**Exercise objective**
Copy the records below exactly, but leave out any picture they contain.

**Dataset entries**
>>>>

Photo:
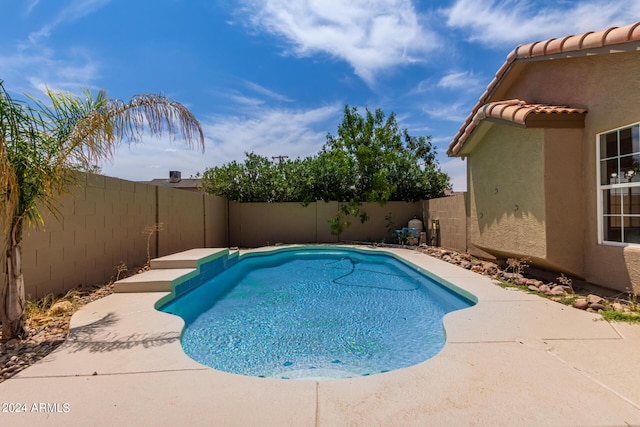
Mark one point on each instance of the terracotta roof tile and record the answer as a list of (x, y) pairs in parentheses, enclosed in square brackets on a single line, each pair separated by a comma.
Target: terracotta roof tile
[(513, 111), (582, 42)]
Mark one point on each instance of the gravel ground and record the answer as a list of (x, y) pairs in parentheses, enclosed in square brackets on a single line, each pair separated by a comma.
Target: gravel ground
[(42, 339)]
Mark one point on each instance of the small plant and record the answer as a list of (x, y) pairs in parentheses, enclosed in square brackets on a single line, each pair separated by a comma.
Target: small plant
[(149, 231), (339, 222), (122, 268), (565, 281), (49, 307), (616, 316), (517, 266)]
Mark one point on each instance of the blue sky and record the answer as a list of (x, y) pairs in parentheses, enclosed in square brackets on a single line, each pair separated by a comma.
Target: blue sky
[(273, 76)]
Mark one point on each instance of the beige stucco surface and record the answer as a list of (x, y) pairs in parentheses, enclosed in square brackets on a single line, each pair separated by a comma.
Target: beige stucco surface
[(451, 214), (608, 86), (506, 193)]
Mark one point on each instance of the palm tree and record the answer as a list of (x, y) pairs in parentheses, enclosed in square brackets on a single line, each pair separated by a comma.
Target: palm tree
[(44, 145)]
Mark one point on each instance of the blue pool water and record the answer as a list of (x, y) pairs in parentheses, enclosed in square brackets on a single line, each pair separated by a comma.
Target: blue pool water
[(315, 314)]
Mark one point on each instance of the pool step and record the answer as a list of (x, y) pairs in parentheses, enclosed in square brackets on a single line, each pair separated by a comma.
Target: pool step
[(187, 259), (155, 280), (169, 271)]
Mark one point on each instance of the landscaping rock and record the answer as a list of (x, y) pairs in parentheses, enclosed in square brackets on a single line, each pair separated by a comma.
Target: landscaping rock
[(534, 282), (61, 307), (581, 304), (594, 299), (521, 281)]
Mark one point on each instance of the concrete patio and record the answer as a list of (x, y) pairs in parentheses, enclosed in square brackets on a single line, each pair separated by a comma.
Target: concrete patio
[(513, 359)]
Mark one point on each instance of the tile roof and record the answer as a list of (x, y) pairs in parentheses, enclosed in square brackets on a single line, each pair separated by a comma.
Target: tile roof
[(583, 43), (516, 111)]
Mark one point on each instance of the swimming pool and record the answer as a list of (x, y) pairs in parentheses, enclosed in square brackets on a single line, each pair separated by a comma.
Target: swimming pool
[(315, 313)]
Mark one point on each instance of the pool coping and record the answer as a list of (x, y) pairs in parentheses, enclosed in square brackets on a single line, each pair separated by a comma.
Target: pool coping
[(512, 358)]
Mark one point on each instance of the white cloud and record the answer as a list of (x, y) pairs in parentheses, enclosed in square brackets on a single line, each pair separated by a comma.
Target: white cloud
[(510, 22), (73, 11), (267, 92), (453, 112), (466, 81), (270, 132), (371, 35), (31, 5), (41, 68), (456, 168), (266, 131)]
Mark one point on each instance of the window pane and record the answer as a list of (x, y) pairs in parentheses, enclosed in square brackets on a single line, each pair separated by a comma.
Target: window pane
[(632, 230), (612, 229), (609, 145), (612, 200), (609, 171), (629, 141), (631, 201)]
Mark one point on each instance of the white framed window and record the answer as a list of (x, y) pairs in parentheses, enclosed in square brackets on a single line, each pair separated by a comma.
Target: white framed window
[(619, 186)]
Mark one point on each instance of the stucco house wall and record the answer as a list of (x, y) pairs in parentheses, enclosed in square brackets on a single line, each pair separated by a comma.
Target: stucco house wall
[(583, 72), (506, 192)]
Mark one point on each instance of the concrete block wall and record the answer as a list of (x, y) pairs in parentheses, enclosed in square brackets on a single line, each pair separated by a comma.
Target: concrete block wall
[(259, 224), (101, 225)]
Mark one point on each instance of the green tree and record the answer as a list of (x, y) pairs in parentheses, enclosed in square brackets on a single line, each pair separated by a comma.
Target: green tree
[(386, 163), (369, 160), (42, 146)]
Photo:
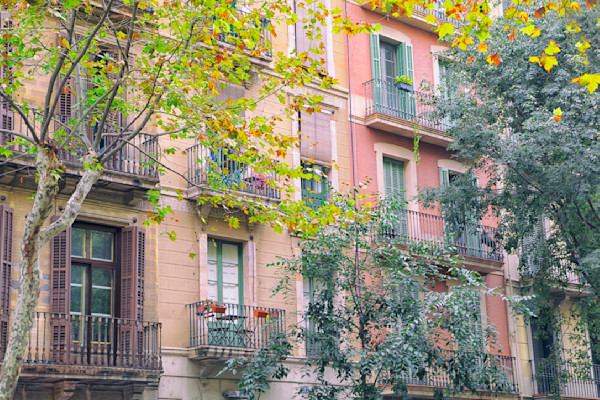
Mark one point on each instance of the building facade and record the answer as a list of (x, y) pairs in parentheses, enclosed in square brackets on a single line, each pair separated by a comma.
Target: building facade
[(127, 313)]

<<<<

**Completed exercise**
Photo:
Mark one point on each instance of the terracotta roof tile and record the answer as a list of (x, y) pairs in parentheses, enclosed in square brackets on a single line, each pair separated by a comma.
Target: terracotta roof tile
[(513, 111), (582, 42)]
Mark one point on each instance of the gravel ground and record the answer as a list of (x, y) pairs in parentheses, enclosed in square brackets on a single line, each pair separated by a comma.
Target: gravel ground
[(42, 339)]
Mark one point on each instance of the small plant and record the answer as a list of (x, y) pairs in parentheses, enclosed in square brackets on a single line, each pair separated by a comma.
Target: small plant
[(149, 231), (339, 222), (122, 268), (565, 281), (49, 307), (616, 316), (517, 266)]
Mark one point on each instance of the blue sky and record the answer as a list of (x, y) pairs in parentheses, enclosed in square brackets on a single line, each pair separated by a comma.
Target: blue sky
[(273, 76)]
Mark one point on each instance of the beige stucco surface and record the answer as a list of (x, y) pairs in parentheses, enclosed in square brackets on a single line, each pair separated by a comma.
Target: beige stucco surface
[(451, 214), (608, 86), (506, 193)]
Mark one point on each instance of the palm tree and record the answer as a list of (x, y) pairs in parentheses, enclosed in square brackets on a single line, each pair separated by a comma.
Target: palm tree
[(44, 145)]
Mark one point on each instance of the blue pool water and record the answer as a list of (x, y) pairs in parentheses, enclosed in square brackets on a single line, each pair separated by a comma.
Target: blue pool water
[(315, 314)]
Mark one point on each instance of the pool step and record the answer as a list of (x, y) pairs in parentheses, enclosed in square brackets on a single line, each pair separated by a comma.
Target: pool step
[(187, 259), (155, 280), (169, 271)]
Mark one point on each instance of the landscaping rock and record the answer as a list of (x, y) pairs in parentheses, enclosed in square brackets on a single line, each pair separated by a comma.
Target: landscaping rock
[(534, 282), (61, 307), (581, 304), (594, 299), (521, 281)]
Mark one point on each instance of the concrete patio and record the answer as a list of (x, y) pairs in parentheses, enclosed in square brackets on a single line, each pair separated by a comma.
Target: concrete patio
[(513, 359)]
Mark one point on each instance of the tile roof and record the answer as a list of (x, y) pairs in parentheses, enclosed in square brackets on a single line, each pair separated by a comma.
Target: tile roof
[(583, 43), (516, 111)]
Mark one point on each instance of the swimming pool and record the answer as a list of (x, y) pairs in parentheses, enclosed in square brackets on a single line, each pair separated by a comma.
Target: swimming pool
[(315, 313)]
Mark one point on each instance of the pool coping and record the answer as a list of (x, y) pairs in parentheses, enclosed in square brackets on a single line, each pair separated by a comma.
Target: pool coping
[(512, 358)]
Mark one point on each instance of the white cloud and record the answer as a list of (x, y) pairs in parentheses, enclosed in square brackets on a single line, each pair separated by a comma.
Target: white cloud
[(510, 22), (73, 11), (267, 92), (453, 112), (466, 81), (270, 132), (371, 35), (31, 5), (41, 68), (456, 168), (266, 131)]
Mark one point on each instance of the window pane and record the answer as a list of (x, y) pairs in parentheses, enclosed in square brackets on a single line, each pair separated by a comma.
Target: window pane
[(632, 230), (612, 229), (609, 145), (612, 200), (609, 171), (629, 141), (631, 201)]
Mark one point on each instance of the white framed window and record the answer as a list of (x, y) pairs in parentheses, enclosed in square brackets on a single line, each pair separated by a comma.
Target: white framed window
[(619, 186)]
Mark one point on each instance of the stucco house wall and record the answer as a list of (x, y) pairs in parentheses, enclosed in square brackets on a single line, each pair separated by a comma.
Target: stucco house wall
[(583, 72), (506, 192)]
Mark one point on each instance of the concrete block wall and record the answer as a list of (x, y) pairs in parentheses, enclosed in square brackets on a single line, each pair separated by a comma.
Target: concrete block wall
[(259, 224), (101, 225)]
Mark one point on each instance of the green tree and record the answer as a list of (x, y) pairs in parentheses, enclosed in square brackets on a single line, each pair separated by a comma.
Target: green tree
[(386, 163), (369, 160), (42, 146)]
Photo:
Mark one point on each instance of the building facade and record the answer as a list of (x, y) pairs in parentheses, enclosed in square brackets on a single line, each pair separated by a comma.
Target: building facade
[(127, 313)]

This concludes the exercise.